* Start Data entries *

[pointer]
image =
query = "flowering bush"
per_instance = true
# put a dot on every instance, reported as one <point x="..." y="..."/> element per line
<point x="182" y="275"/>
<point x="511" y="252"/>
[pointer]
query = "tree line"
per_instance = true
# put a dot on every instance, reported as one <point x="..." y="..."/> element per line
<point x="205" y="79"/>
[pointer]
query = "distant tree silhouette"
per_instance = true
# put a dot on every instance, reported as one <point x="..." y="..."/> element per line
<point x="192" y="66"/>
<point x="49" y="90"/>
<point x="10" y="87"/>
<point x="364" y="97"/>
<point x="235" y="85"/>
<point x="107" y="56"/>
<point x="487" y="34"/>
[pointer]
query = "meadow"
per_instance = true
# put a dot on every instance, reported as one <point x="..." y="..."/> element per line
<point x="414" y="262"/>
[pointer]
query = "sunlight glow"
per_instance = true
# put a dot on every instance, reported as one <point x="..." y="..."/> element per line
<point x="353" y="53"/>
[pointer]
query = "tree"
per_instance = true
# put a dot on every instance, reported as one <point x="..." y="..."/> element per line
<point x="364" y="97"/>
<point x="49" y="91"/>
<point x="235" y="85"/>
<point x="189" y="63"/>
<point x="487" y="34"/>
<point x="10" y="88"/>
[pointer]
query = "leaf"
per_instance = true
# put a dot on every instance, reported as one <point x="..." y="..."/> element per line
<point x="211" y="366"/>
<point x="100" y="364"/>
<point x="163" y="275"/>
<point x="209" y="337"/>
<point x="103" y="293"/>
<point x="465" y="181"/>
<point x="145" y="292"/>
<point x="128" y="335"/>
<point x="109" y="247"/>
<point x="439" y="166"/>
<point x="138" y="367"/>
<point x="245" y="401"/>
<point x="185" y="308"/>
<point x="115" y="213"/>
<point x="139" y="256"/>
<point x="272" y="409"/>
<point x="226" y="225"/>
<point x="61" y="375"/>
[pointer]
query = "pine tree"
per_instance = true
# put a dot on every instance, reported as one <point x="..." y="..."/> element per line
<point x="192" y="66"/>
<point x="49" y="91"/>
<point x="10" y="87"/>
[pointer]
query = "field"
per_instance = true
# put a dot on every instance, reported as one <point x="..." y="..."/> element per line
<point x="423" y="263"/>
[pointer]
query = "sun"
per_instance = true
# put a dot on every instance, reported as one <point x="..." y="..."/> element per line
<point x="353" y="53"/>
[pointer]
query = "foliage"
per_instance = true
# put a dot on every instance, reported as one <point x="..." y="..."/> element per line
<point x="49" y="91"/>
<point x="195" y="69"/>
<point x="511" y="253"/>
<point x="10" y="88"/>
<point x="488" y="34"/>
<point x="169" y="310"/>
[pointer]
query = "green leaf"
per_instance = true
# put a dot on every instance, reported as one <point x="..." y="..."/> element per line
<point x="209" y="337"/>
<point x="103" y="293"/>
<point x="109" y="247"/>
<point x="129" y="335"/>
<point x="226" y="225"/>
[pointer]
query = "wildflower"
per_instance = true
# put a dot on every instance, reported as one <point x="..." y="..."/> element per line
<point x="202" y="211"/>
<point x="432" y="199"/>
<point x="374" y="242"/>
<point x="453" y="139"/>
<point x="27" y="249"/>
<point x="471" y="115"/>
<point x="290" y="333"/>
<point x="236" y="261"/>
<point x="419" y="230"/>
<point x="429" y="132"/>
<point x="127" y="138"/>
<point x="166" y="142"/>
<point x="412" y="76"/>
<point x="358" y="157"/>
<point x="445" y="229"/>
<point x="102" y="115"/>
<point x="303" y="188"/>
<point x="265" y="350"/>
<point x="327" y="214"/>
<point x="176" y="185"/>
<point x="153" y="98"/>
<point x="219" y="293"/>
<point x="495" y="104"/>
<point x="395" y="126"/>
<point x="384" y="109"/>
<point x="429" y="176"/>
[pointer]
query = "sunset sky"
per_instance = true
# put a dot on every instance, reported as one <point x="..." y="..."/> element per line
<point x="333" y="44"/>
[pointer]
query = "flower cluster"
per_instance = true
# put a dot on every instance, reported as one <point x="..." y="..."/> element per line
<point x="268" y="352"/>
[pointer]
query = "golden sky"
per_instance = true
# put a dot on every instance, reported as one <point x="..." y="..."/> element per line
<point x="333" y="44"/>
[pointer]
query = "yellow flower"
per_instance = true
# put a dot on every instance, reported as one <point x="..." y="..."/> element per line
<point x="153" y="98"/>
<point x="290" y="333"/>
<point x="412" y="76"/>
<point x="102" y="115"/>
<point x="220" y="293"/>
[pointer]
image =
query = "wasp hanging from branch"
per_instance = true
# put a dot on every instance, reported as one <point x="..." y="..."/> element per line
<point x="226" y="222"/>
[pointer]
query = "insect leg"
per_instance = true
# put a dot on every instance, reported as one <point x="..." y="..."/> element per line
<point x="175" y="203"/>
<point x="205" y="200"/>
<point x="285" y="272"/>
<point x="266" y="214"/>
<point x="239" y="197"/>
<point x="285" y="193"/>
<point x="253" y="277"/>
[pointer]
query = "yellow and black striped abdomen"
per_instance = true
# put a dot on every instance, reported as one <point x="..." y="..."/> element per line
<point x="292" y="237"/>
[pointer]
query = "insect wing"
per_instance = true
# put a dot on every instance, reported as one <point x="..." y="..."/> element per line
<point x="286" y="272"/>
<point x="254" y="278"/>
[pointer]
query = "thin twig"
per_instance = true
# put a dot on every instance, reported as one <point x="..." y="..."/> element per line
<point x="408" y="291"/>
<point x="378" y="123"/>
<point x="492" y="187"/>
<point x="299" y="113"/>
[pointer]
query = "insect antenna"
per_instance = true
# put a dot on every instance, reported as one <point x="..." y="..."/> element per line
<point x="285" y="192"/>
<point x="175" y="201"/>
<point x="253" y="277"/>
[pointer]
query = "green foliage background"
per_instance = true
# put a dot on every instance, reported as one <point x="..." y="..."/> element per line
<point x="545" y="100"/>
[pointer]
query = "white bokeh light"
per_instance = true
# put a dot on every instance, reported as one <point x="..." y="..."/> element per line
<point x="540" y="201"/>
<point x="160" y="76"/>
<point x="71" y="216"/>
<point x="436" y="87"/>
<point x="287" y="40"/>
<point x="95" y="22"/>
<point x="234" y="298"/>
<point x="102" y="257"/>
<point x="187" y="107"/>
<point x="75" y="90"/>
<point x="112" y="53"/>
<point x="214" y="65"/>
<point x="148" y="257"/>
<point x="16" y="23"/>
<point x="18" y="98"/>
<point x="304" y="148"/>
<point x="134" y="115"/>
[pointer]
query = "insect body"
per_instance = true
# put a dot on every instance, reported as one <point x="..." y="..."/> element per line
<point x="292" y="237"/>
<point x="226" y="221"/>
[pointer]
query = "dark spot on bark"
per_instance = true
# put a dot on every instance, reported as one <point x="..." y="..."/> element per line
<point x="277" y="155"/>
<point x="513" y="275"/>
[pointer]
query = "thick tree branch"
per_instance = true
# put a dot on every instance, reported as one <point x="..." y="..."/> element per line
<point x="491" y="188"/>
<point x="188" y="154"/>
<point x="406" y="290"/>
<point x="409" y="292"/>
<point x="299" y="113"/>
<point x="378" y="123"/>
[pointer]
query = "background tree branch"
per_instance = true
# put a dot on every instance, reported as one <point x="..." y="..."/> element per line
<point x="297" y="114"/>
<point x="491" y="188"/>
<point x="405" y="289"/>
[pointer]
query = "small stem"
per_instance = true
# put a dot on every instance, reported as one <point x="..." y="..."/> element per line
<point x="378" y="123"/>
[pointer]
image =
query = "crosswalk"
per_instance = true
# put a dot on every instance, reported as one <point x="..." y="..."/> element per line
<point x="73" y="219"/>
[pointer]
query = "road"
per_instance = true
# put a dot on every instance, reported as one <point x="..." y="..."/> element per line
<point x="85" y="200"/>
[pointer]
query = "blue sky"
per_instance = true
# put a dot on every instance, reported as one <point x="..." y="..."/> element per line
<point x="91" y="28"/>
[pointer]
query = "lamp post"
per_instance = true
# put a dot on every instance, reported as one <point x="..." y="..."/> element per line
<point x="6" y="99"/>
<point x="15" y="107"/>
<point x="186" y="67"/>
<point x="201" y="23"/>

* End Data entries *

- Task statement: Copy each line of the items above that contains the word "background". Case counts.

- Result of the task:
query = "green foliage background"
query = "background tree branch"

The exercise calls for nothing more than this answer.